THE TASK =>
Give the records back exactly as written, but without the images.

Data excerpts
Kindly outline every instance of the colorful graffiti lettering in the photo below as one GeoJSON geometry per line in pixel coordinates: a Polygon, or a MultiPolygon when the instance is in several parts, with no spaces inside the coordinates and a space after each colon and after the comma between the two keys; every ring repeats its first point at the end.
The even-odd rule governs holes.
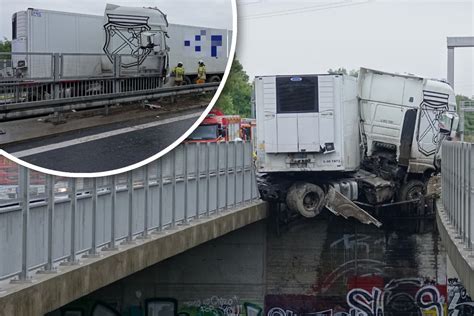
{"type": "Polygon", "coordinates": [[[448,315],[474,315],[474,302],[457,278],[448,279],[448,315]]]}
{"type": "MultiPolygon", "coordinates": [[[[376,282],[380,282],[376,278],[376,282]]],[[[446,286],[408,278],[391,280],[384,287],[353,288],[345,304],[316,295],[267,295],[266,316],[443,316],[446,310],[446,286]]],[[[467,315],[467,314],[466,314],[467,315]]]]}
{"type": "Polygon", "coordinates": [[[99,301],[87,302],[81,306],[61,309],[62,315],[147,315],[160,316],[262,316],[263,308],[258,304],[241,301],[237,296],[212,296],[179,303],[175,298],[147,298],[140,305],[122,306],[99,301]]]}
{"type": "Polygon", "coordinates": [[[187,316],[238,316],[242,314],[239,299],[212,296],[203,300],[183,302],[180,314],[187,316]]]}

SOLUTION FOR THIS EXERCISE =>
Kindly outline every instance of the colorful graffiti lettering in the photo below as one GeoJSON geometry per line in pixel coordinates: a Polygon, or a MultiPolygon when the instance is in several parts, with no spaces inside the coordinates and a space after each colon and after the comma between the two keys; every ring repeats its first point at the end.
The even-odd rule governs holes.
{"type": "Polygon", "coordinates": [[[448,315],[474,315],[474,302],[457,278],[448,279],[448,315]]]}
{"type": "MultiPolygon", "coordinates": [[[[376,282],[380,282],[376,278],[376,282]]],[[[446,286],[408,278],[391,280],[384,287],[353,288],[345,304],[316,295],[267,295],[266,316],[443,316],[446,310],[446,286]]],[[[467,315],[467,314],[466,314],[467,315]]]]}
{"type": "Polygon", "coordinates": [[[99,301],[87,302],[81,306],[61,309],[62,315],[147,315],[160,316],[262,316],[263,308],[258,304],[241,301],[237,296],[212,296],[179,303],[175,298],[147,298],[140,305],[122,306],[99,301]]]}
{"type": "Polygon", "coordinates": [[[187,316],[238,316],[242,314],[239,299],[212,296],[203,300],[183,302],[180,314],[187,316]]]}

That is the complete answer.